180 dias à experiência? Na OCDE é frequente, mas a polémica está instalada em Portugal
O período experimental de 180 dias não é novidade no Código do Trabalho português, mas a partir de outubro passa a incluir mais trabalhadores. Lá fora, há países que exigem mesmo um ano à experiência.
O alargamento do período experimental para 180 dias para trabalhadores à procura do primeiro emprego e para desempregados de longa duração é uma das normas mais polémicas trazidas pela recente revisão do Código do Trabalho e até levou as bancadas parlamentares mais à esquerda a pedirem ao Tribunal Constitucional (TC) a fiscalização sucessiva desta nova regra. Mas estes 180 dias à experiência nem são uma novidade na lei laboral portuguesa, nem uma raridade entre os restantes países da Organização para a Cooperação e Desenvolvimento Económico (OCDE).
━━━━━━━━━━━━━━━━━━━━━━━━━━━━━━
Enunciado da tarefa
Continua o artigo sobre o período experimental de 180 dias, começando logo a seguir à última frase apresentada.

Conjunto de linhas
━━━━━━━━━━━━━━━━━━━━━━━━━━━━━━
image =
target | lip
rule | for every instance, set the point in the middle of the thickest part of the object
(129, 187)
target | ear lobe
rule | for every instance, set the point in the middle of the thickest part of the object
━━━━━━━━━━━━━━━━━━━━━━━━━━━━━━
Resposta ao exercício
De acordo com o Código do Trabalho, o período experimental é o “tempo inicial de execução de um contrato de trabalho”, estando previsto que durante este tempo as partes — isto é, o empregador e o trabalhador — ajam “de modo a que possam apreciar o interesse na manutenção” desse contrato. Ou seja, trata-se de um período para testar se o trabalhador consegue ou não cumprir com sucesso as tarefas para os quais está a ser contratado e para verificar se se “encaixa” na empresa à qual se está a juntar.
Durante este período, o contrato pode ser denunciado por qualquer das partes, sem aviso prévio ou invocação de justa causa, nem direito a indemnização. Se o período experimental tiver durado mais de 60 dias, o empregador tem de dar um aviso prévio de sete dias; mas se tiver durado mais de 120, então o empregador tem de dar um aviso de 15 dias.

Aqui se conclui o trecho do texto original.